What is required:
Pictures stay out; everything else in the records below is copied exactly.

Data:
++++++++

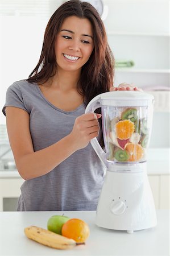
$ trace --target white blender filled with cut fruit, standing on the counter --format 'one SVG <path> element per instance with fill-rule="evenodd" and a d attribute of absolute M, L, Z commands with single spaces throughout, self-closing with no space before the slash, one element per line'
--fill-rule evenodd
<path fill-rule="evenodd" d="M 85 113 L 101 108 L 105 151 L 97 138 L 90 142 L 106 167 L 96 211 L 96 225 L 114 230 L 156 226 L 154 199 L 147 176 L 154 97 L 135 91 L 99 94 Z"/>

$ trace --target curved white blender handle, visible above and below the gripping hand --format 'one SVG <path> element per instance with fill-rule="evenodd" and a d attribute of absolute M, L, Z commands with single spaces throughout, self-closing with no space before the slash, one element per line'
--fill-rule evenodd
<path fill-rule="evenodd" d="M 101 108 L 101 94 L 94 97 L 89 104 L 86 106 L 85 114 L 86 113 L 94 113 L 94 110 Z M 100 144 L 97 141 L 97 138 L 91 139 L 90 143 L 92 144 L 92 147 L 94 148 L 94 151 L 96 151 L 96 154 L 98 155 L 101 162 L 106 166 L 106 153 L 100 146 Z"/>

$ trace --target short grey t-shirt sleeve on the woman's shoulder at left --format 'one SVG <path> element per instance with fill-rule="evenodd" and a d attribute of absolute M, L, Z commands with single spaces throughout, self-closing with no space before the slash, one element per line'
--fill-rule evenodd
<path fill-rule="evenodd" d="M 23 109 L 28 112 L 28 110 L 26 109 L 26 106 L 24 105 L 22 92 L 17 82 L 14 82 L 14 84 L 10 85 L 9 88 L 7 89 L 6 102 L 2 109 L 2 112 L 4 115 L 6 115 L 6 112 L 5 112 L 6 106 L 14 106 L 16 108 Z"/>

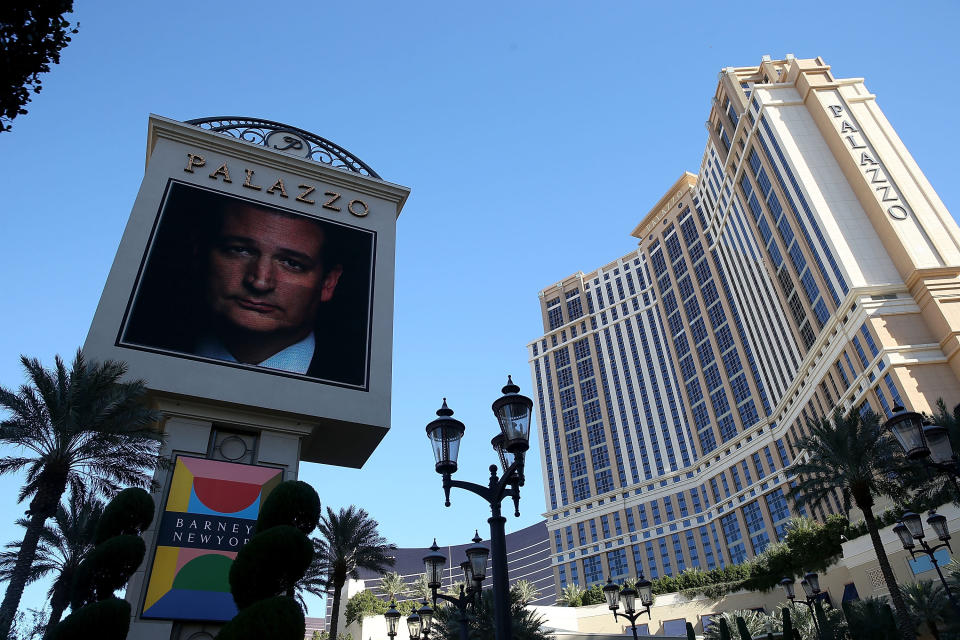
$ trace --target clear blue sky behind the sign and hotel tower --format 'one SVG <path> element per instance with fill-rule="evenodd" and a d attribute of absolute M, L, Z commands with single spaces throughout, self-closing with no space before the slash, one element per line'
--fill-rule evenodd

++++++++

Solution below:
$ trace --target white blender filled with cut fruit, standing on the counter --format 'one SVG <path> element per instance with fill-rule="evenodd" and a d attribute of absolute M, L, Z commands with single spaces throughout, self-closing with no space before the slash, one element per line'
--fill-rule evenodd
<path fill-rule="evenodd" d="M 85 113 L 101 108 L 105 151 L 97 138 L 90 142 L 106 167 L 96 211 L 96 225 L 114 230 L 156 226 L 154 199 L 147 176 L 154 97 L 135 91 L 99 94 Z"/>

$ trace --target curved white blender handle, visible above and below the gripping hand --format 'one SVG <path> element per instance with fill-rule="evenodd" and a d attribute of absolute M, L, Z commands with single spaces throughout, self-closing with no space before the slash, one element per line'
--fill-rule evenodd
<path fill-rule="evenodd" d="M 101 108 L 101 94 L 94 97 L 89 104 L 86 106 L 85 114 L 86 113 L 94 113 L 94 110 Z M 100 144 L 97 141 L 97 138 L 91 139 L 90 143 L 92 144 L 92 147 L 94 148 L 94 151 L 96 151 L 96 154 L 98 155 L 101 162 L 106 166 L 106 153 L 100 146 Z"/>

$ trace --target short grey t-shirt sleeve on the woman's shoulder at left --format 'one SVG <path> element per instance with fill-rule="evenodd" and a d attribute of absolute M, L, Z commands with single spaces throughout, self-closing with no space before the slash, one element per line'
--fill-rule evenodd
<path fill-rule="evenodd" d="M 23 109 L 28 112 L 28 110 L 26 109 L 26 106 L 24 105 L 22 92 L 17 82 L 14 82 L 14 84 L 10 85 L 9 88 L 7 89 L 6 102 L 2 109 L 2 112 L 4 115 L 6 115 L 6 112 L 5 112 L 6 106 L 14 106 L 16 108 Z"/>

$ trace --target clear blue sky behind the sign and hotel tower --format 'one SVG <path> element per instance with fill-rule="evenodd" and a d attribute of absolute M, L, Z commands with single spaces throughout, self-closing with no space before the slash, one element per line'
--fill-rule evenodd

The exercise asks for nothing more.